Information supplied:
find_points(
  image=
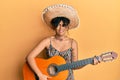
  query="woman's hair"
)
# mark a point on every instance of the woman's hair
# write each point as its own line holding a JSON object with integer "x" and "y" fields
{"x": 55, "y": 21}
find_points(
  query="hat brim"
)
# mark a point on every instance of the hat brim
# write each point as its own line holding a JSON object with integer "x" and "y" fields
{"x": 61, "y": 10}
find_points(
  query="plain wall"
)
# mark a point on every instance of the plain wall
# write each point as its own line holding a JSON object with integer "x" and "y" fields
{"x": 21, "y": 29}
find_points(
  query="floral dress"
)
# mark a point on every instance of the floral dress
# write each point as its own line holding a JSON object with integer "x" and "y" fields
{"x": 67, "y": 55}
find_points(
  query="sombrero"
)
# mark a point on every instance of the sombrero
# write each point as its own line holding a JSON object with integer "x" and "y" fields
{"x": 61, "y": 10}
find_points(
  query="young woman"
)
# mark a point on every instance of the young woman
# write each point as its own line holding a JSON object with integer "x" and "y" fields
{"x": 63, "y": 18}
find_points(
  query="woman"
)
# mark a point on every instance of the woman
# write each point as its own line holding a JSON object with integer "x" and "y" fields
{"x": 60, "y": 18}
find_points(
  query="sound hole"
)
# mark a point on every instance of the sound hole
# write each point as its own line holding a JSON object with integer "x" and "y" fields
{"x": 52, "y": 70}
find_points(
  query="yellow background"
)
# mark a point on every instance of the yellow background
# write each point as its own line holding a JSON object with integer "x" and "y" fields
{"x": 21, "y": 29}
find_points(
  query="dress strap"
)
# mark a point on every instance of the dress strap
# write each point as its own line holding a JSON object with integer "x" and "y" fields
{"x": 71, "y": 42}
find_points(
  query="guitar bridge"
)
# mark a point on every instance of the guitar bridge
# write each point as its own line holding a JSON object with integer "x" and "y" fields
{"x": 52, "y": 69}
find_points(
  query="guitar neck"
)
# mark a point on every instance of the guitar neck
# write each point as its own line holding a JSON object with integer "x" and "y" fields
{"x": 75, "y": 64}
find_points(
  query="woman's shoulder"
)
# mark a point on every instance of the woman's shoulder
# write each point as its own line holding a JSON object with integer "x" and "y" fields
{"x": 47, "y": 39}
{"x": 72, "y": 39}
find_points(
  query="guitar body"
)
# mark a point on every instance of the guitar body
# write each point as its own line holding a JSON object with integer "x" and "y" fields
{"x": 57, "y": 68}
{"x": 43, "y": 65}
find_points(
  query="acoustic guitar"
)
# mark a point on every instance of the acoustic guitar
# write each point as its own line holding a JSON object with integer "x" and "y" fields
{"x": 57, "y": 68}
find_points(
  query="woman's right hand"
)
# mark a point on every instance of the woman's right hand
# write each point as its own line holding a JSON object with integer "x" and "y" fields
{"x": 43, "y": 77}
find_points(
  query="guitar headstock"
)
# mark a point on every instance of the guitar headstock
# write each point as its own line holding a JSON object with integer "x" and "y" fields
{"x": 108, "y": 56}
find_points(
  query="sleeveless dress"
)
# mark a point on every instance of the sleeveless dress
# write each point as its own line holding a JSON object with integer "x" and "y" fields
{"x": 67, "y": 55}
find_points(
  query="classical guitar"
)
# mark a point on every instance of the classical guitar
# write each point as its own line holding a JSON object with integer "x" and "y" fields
{"x": 57, "y": 68}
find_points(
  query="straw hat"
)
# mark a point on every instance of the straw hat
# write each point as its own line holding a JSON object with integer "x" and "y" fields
{"x": 61, "y": 10}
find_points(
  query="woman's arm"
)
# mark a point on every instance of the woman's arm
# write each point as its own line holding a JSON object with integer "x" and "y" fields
{"x": 31, "y": 56}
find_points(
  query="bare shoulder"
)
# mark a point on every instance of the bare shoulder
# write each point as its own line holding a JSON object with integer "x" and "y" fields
{"x": 45, "y": 40}
{"x": 74, "y": 42}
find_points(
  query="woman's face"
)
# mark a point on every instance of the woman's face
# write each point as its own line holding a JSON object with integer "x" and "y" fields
{"x": 61, "y": 30}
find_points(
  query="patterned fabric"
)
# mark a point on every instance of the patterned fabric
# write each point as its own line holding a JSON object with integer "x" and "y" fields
{"x": 67, "y": 55}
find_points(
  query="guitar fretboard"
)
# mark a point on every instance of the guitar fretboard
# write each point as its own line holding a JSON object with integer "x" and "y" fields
{"x": 75, "y": 64}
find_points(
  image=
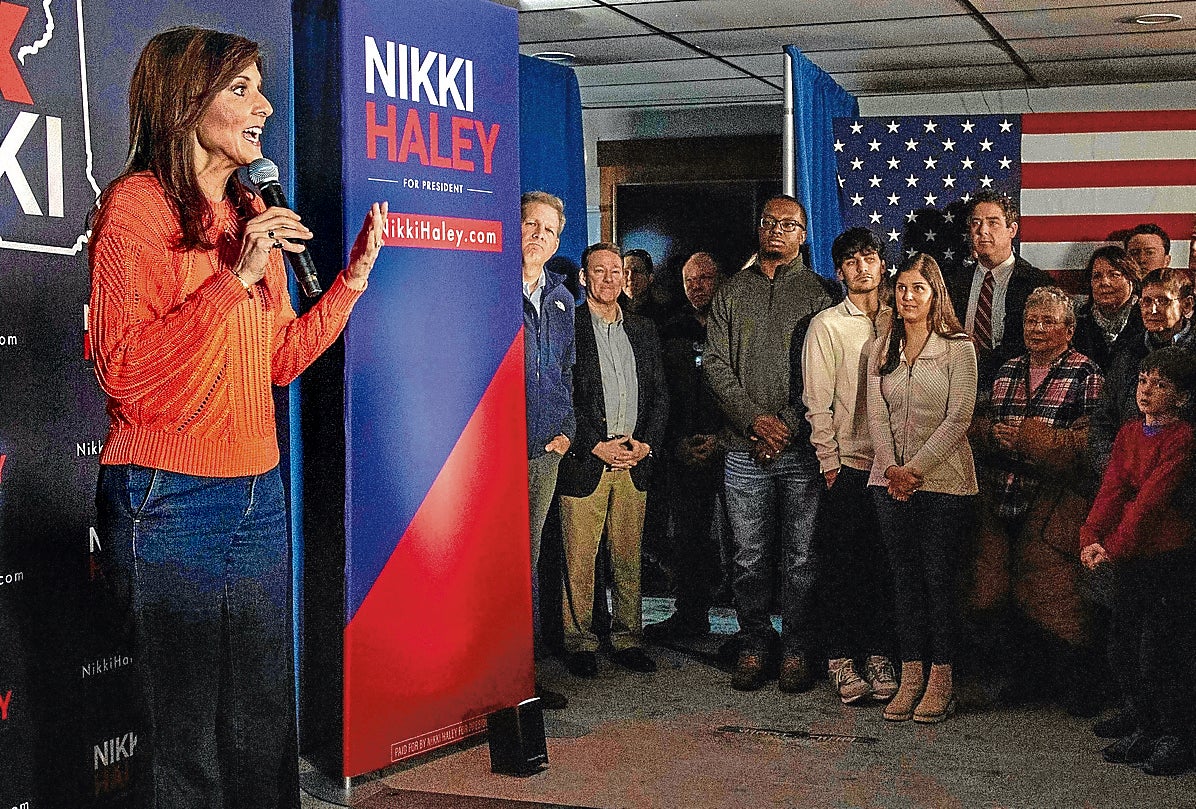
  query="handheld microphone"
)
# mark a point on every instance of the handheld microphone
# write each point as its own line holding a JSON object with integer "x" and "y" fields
{"x": 264, "y": 176}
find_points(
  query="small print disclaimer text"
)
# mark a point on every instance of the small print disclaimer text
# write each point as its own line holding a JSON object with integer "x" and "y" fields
{"x": 406, "y": 749}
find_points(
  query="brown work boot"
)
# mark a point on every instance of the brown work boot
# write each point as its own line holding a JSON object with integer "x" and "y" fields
{"x": 913, "y": 679}
{"x": 795, "y": 675}
{"x": 938, "y": 703}
{"x": 749, "y": 671}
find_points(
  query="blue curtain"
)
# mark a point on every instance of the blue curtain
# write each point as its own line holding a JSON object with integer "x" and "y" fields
{"x": 551, "y": 156}
{"x": 817, "y": 102}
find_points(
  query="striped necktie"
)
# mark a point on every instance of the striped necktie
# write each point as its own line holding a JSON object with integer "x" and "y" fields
{"x": 982, "y": 326}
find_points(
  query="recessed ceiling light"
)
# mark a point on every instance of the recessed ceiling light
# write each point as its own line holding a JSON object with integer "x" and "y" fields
{"x": 1157, "y": 19}
{"x": 559, "y": 56}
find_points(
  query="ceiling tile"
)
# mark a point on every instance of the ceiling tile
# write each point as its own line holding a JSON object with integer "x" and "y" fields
{"x": 885, "y": 59}
{"x": 1105, "y": 47}
{"x": 720, "y": 14}
{"x": 678, "y": 70}
{"x": 681, "y": 92}
{"x": 998, "y": 6}
{"x": 940, "y": 79}
{"x": 615, "y": 50}
{"x": 575, "y": 24}
{"x": 1091, "y": 20}
{"x": 841, "y": 36}
{"x": 1130, "y": 70}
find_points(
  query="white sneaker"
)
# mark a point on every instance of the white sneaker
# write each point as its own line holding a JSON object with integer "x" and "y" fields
{"x": 849, "y": 685}
{"x": 879, "y": 674}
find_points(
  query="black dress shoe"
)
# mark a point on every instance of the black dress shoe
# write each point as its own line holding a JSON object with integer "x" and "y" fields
{"x": 678, "y": 626}
{"x": 1134, "y": 748}
{"x": 749, "y": 673}
{"x": 1171, "y": 755}
{"x": 551, "y": 700}
{"x": 581, "y": 664}
{"x": 1123, "y": 723}
{"x": 634, "y": 658}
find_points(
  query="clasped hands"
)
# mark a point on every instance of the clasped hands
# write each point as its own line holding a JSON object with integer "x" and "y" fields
{"x": 1093, "y": 554}
{"x": 903, "y": 481}
{"x": 769, "y": 438}
{"x": 621, "y": 451}
{"x": 695, "y": 450}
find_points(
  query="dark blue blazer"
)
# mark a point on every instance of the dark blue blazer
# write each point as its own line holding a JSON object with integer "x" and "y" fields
{"x": 580, "y": 468}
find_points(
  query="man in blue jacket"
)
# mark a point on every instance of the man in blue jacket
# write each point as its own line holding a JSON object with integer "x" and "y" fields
{"x": 548, "y": 372}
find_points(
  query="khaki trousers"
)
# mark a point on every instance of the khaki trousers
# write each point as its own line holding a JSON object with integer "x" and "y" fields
{"x": 617, "y": 506}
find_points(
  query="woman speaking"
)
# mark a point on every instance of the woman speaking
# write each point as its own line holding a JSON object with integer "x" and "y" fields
{"x": 190, "y": 326}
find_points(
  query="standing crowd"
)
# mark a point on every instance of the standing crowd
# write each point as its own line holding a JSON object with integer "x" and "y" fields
{"x": 950, "y": 481}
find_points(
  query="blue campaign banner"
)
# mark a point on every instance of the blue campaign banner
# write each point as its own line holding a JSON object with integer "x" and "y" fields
{"x": 437, "y": 559}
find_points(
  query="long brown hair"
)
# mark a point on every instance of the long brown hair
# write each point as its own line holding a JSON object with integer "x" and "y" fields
{"x": 941, "y": 320}
{"x": 178, "y": 74}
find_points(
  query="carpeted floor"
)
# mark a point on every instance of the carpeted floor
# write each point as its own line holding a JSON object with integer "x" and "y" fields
{"x": 682, "y": 738}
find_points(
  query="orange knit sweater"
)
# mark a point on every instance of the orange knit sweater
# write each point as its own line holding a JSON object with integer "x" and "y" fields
{"x": 184, "y": 353}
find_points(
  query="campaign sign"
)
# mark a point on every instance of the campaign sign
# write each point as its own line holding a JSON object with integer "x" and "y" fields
{"x": 46, "y": 146}
{"x": 438, "y": 585}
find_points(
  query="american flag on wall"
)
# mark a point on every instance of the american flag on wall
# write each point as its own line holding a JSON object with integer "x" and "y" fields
{"x": 1082, "y": 178}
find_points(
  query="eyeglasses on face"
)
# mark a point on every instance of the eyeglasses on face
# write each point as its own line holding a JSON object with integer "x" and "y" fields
{"x": 786, "y": 225}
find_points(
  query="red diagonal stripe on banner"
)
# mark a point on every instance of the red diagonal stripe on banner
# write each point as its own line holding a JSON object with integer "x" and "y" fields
{"x": 444, "y": 634}
{"x": 1056, "y": 123}
{"x": 1098, "y": 227}
{"x": 1109, "y": 174}
{"x": 12, "y": 85}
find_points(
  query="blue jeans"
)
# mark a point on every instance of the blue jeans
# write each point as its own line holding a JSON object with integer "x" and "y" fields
{"x": 541, "y": 487}
{"x": 925, "y": 537}
{"x": 205, "y": 565}
{"x": 773, "y": 509}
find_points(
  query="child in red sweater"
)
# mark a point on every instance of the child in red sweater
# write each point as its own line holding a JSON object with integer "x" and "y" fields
{"x": 1136, "y": 525}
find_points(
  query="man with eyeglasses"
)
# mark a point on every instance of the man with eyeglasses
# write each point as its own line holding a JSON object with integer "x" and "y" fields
{"x": 990, "y": 296}
{"x": 1148, "y": 245}
{"x": 770, "y": 470}
{"x": 621, "y": 402}
{"x": 1169, "y": 298}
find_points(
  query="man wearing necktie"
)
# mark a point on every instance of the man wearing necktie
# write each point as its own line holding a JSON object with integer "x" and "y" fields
{"x": 993, "y": 296}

Aim:
Extract each line in the records that contains the string "brown". Case matters.

Solution below:
  query="brown work boot"
# mark a point on every instance of the brown work boot
  query="long brown hair"
# mark a point on every instance of the long brown hair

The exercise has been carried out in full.